▼

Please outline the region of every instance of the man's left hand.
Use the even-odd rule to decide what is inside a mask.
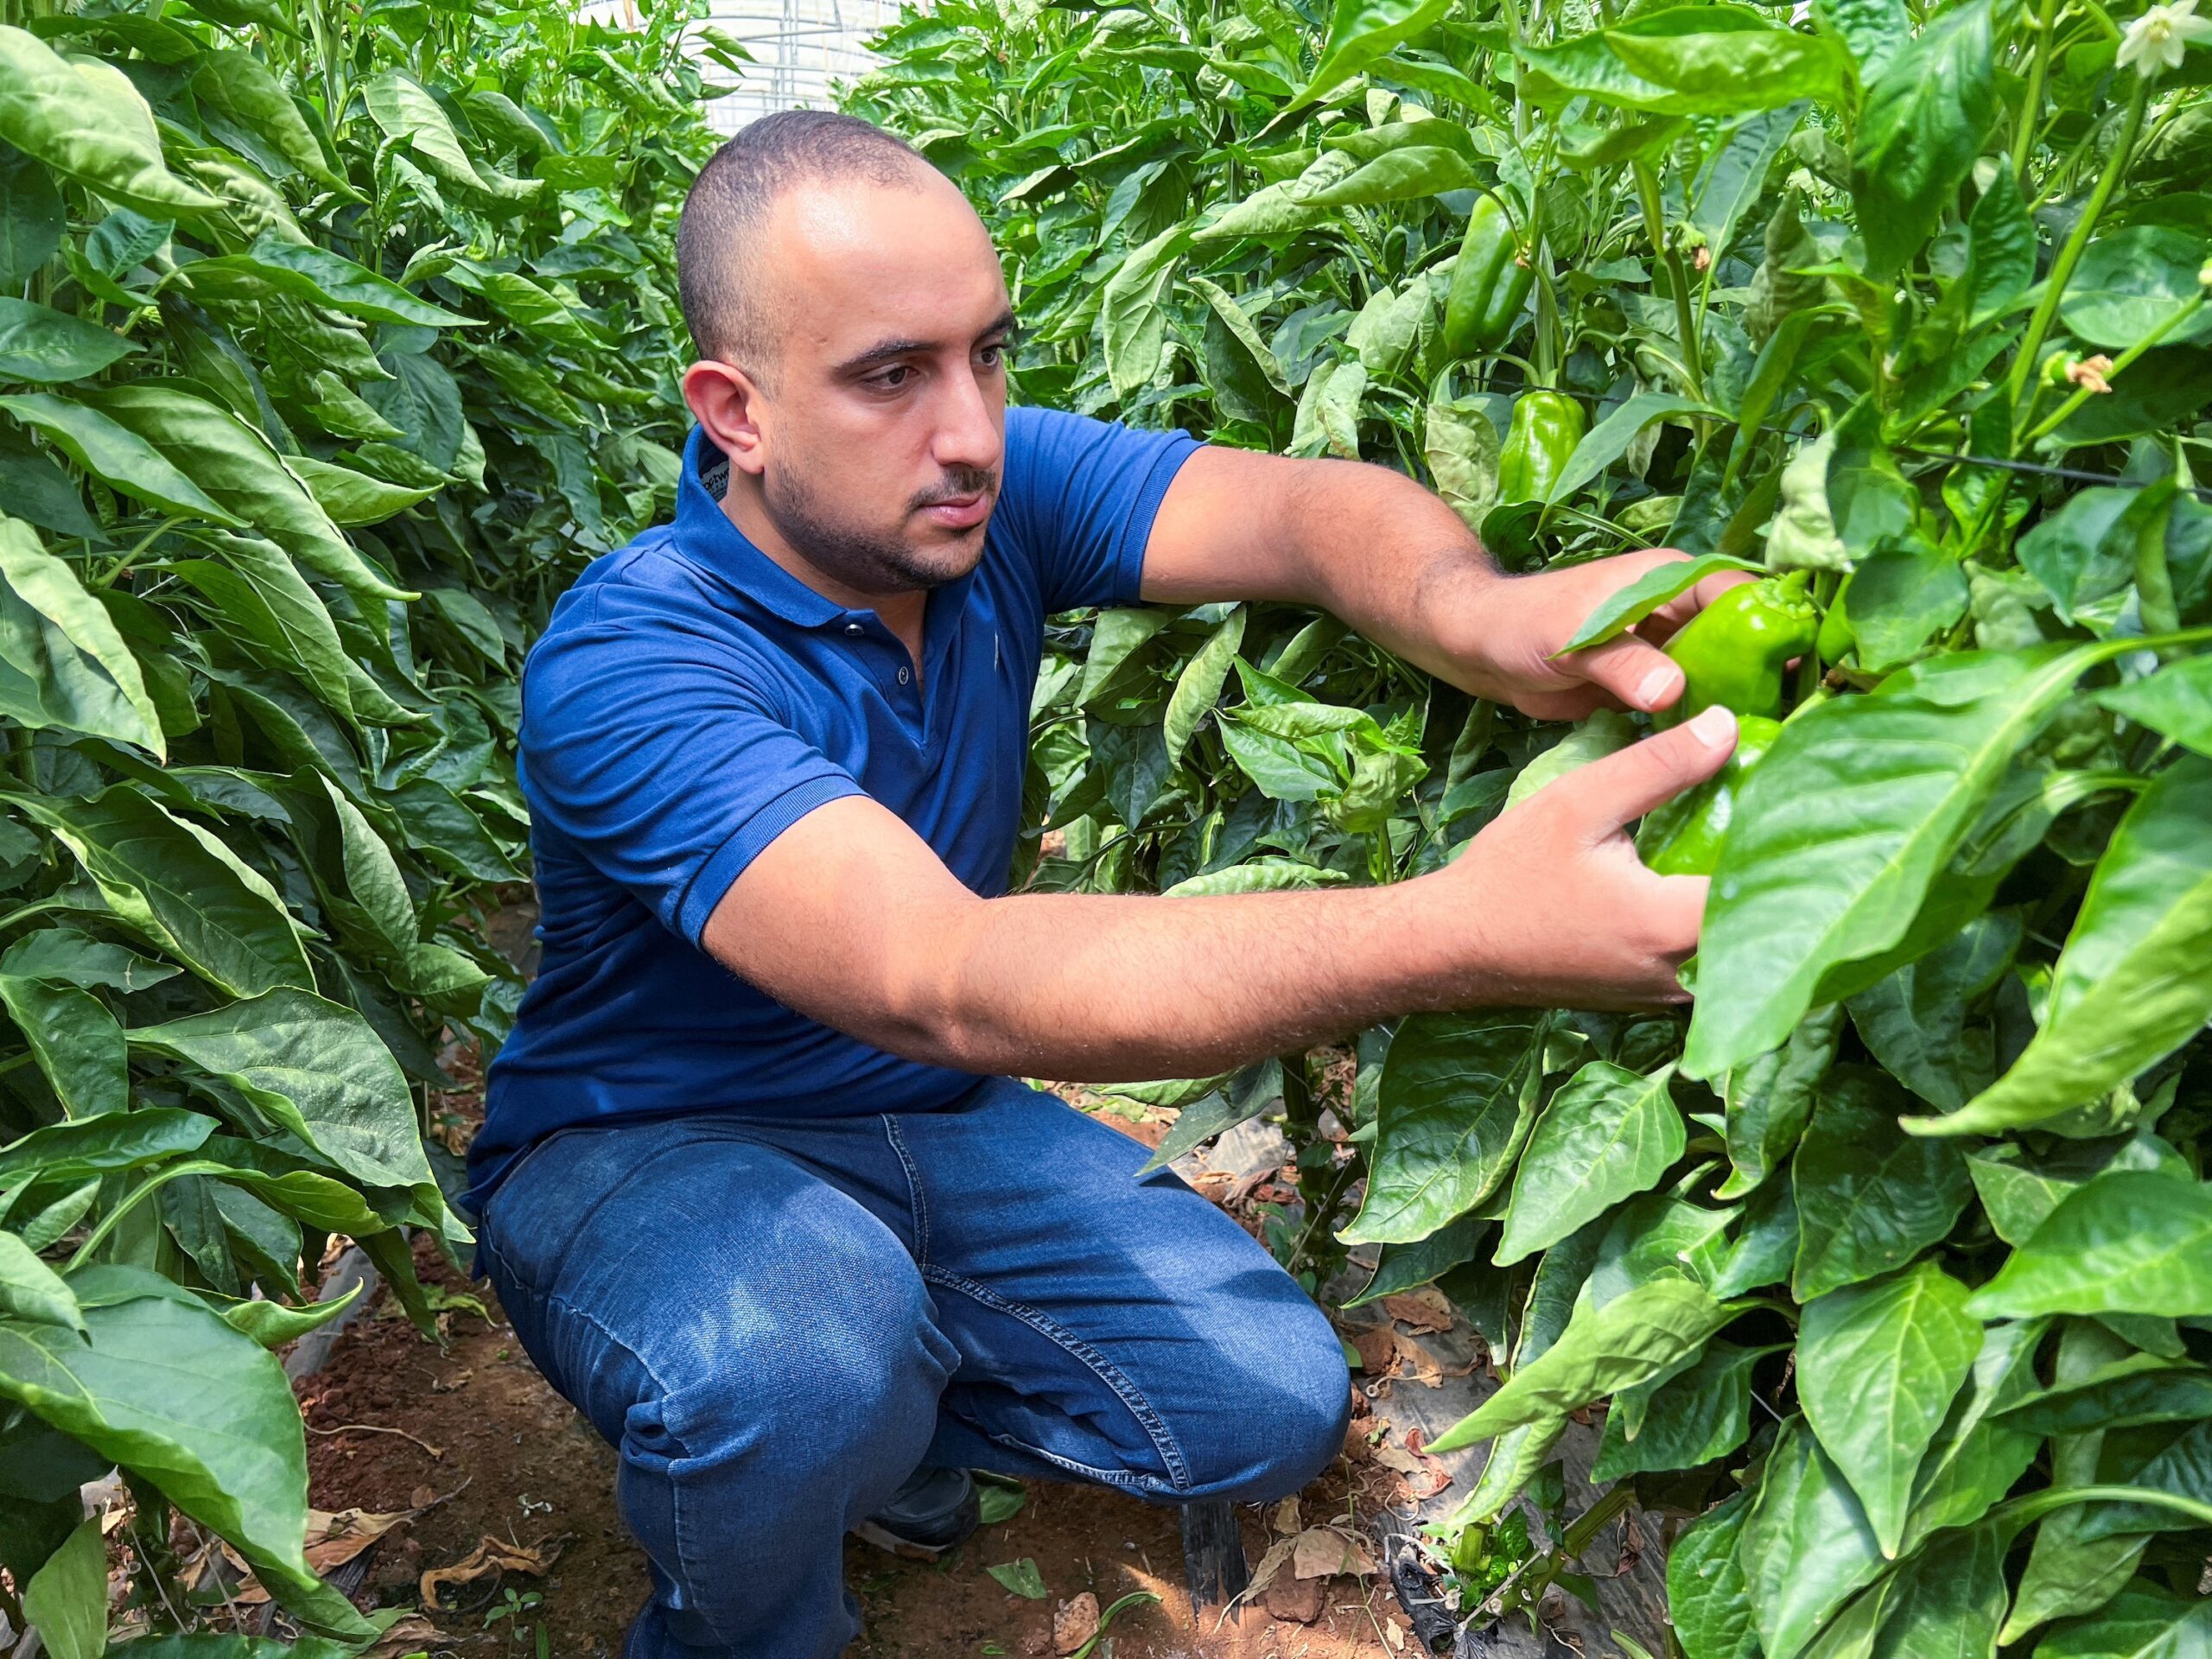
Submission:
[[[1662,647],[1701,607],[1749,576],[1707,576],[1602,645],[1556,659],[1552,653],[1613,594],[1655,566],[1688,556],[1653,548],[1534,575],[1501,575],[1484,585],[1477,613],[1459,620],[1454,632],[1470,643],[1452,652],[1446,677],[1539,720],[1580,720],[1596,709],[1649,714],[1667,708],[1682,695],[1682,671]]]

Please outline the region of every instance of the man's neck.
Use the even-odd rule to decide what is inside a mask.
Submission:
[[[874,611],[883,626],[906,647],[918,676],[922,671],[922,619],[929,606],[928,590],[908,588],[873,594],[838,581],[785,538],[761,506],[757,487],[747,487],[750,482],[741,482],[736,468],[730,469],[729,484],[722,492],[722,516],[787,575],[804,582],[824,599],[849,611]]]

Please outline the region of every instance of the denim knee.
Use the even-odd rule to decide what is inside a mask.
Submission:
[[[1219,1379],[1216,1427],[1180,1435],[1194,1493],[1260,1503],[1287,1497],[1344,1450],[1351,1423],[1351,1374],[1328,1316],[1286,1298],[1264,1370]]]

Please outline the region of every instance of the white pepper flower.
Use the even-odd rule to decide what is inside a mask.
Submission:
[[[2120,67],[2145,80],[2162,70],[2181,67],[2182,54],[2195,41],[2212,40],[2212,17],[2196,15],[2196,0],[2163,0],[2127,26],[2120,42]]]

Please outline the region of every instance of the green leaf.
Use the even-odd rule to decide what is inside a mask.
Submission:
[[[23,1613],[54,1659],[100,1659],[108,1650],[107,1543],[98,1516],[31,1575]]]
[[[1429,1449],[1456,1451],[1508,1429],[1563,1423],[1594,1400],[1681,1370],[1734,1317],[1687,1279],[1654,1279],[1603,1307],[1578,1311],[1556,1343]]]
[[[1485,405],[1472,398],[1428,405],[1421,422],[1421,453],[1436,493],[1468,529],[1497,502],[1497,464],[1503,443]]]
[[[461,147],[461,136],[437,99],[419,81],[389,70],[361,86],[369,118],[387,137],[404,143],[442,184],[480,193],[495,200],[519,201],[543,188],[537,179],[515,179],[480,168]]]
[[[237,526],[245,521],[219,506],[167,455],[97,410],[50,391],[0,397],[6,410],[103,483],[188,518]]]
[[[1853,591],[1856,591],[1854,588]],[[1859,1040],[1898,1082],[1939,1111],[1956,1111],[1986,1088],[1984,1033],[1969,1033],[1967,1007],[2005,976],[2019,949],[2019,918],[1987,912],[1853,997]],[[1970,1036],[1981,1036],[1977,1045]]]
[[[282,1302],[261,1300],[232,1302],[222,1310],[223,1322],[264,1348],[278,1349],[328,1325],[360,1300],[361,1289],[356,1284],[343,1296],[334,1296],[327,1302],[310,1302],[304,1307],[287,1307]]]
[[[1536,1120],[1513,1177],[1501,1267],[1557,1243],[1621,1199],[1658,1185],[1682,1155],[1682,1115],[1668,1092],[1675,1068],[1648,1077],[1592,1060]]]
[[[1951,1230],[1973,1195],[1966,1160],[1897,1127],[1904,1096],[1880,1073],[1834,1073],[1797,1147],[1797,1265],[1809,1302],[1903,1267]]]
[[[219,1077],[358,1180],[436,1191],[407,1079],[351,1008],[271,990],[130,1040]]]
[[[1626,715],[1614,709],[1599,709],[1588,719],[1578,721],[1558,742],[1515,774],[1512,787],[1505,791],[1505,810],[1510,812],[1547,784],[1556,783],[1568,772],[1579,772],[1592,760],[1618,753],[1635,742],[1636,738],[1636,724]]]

▲

:: Task ::
Repeat each line of the records above exactly, but do not copy the pictures.

:: Written response ::
Please outline the region of every instance of the man's left hand.
Use the even-odd rule to decide what is inside a mask.
Submission:
[[[1662,647],[1701,607],[1749,576],[1707,576],[1602,645],[1556,659],[1552,653],[1613,594],[1655,566],[1688,556],[1653,548],[1534,575],[1501,575],[1484,585],[1477,613],[1459,620],[1454,632],[1470,643],[1452,652],[1446,677],[1539,720],[1580,720],[1596,709],[1649,714],[1667,708],[1682,695],[1682,671]]]

Please outline the region of every instance of the man's neck.
Use the even-odd rule to decide what is inside a mask.
Submission:
[[[874,611],[883,626],[906,647],[918,676],[922,671],[922,619],[929,606],[928,590],[908,588],[873,594],[838,581],[785,538],[761,506],[757,487],[747,487],[750,482],[741,482],[736,468],[730,469],[729,484],[722,492],[722,516],[787,575],[804,582],[824,599],[849,611]]]

Please outline the region of every instance of the denim knee.
Use the even-odd rule to decide what is inside a mask.
Submission:
[[[1219,1379],[1216,1427],[1180,1435],[1194,1493],[1260,1503],[1287,1497],[1344,1450],[1351,1423],[1351,1374],[1328,1316],[1286,1298],[1264,1370]]]

Please outline the region of every instance of the white pepper flower.
Use the even-odd rule to decide what is inside a mask.
Submission:
[[[2120,67],[2145,80],[2162,70],[2181,67],[2182,54],[2195,41],[2212,40],[2212,17],[2196,15],[2196,0],[2163,0],[2127,26],[2120,42]]]

Please outline the region of every instance of the green leaf.
Use the even-odd rule to decide what is inside a mask.
Submission:
[[[23,1613],[54,1659],[100,1659],[108,1650],[107,1543],[98,1516],[31,1575]]]
[[[1429,1449],[1456,1451],[1508,1429],[1563,1423],[1594,1400],[1681,1370],[1734,1317],[1687,1279],[1654,1279],[1603,1307],[1578,1311],[1556,1343]]]
[[[1485,405],[1472,398],[1428,405],[1421,422],[1421,453],[1436,493],[1468,529],[1497,502],[1497,464],[1503,443]]]
[[[461,147],[461,136],[437,99],[419,81],[389,70],[361,86],[369,118],[387,137],[404,143],[442,184],[480,193],[495,200],[519,201],[543,188],[537,179],[515,179],[480,168]]]
[[[237,526],[245,521],[219,506],[167,455],[97,410],[50,391],[0,397],[6,410],[103,483],[188,518]]]
[[[1853,591],[1856,591],[1854,588]],[[1859,1040],[1898,1082],[1939,1111],[1956,1111],[1986,1088],[1984,1033],[1969,1033],[1967,1007],[2005,976],[2019,949],[2019,918],[1987,912],[1853,997]],[[1970,1036],[1981,1036],[1977,1045]]]
[[[282,1302],[261,1300],[232,1302],[222,1310],[223,1322],[264,1348],[278,1349],[328,1325],[360,1300],[361,1289],[356,1284],[343,1296],[334,1296],[327,1302],[310,1302],[304,1307],[287,1307]]]
[[[1536,1120],[1513,1177],[1501,1267],[1557,1243],[1621,1199],[1658,1185],[1682,1155],[1682,1115],[1668,1092],[1675,1068],[1648,1077],[1592,1060]]]
[[[1951,1230],[1973,1195],[1966,1160],[1897,1127],[1904,1096],[1880,1073],[1834,1073],[1797,1147],[1797,1265],[1809,1302],[1903,1267]]]
[[[219,1077],[358,1180],[436,1191],[407,1079],[351,1008],[271,990],[130,1040]]]
[[[1626,715],[1614,709],[1599,709],[1588,719],[1578,721],[1558,742],[1515,774],[1512,787],[1505,791],[1505,810],[1510,812],[1547,784],[1556,783],[1568,772],[1579,772],[1592,760],[1618,753],[1635,742],[1636,738],[1636,724]]]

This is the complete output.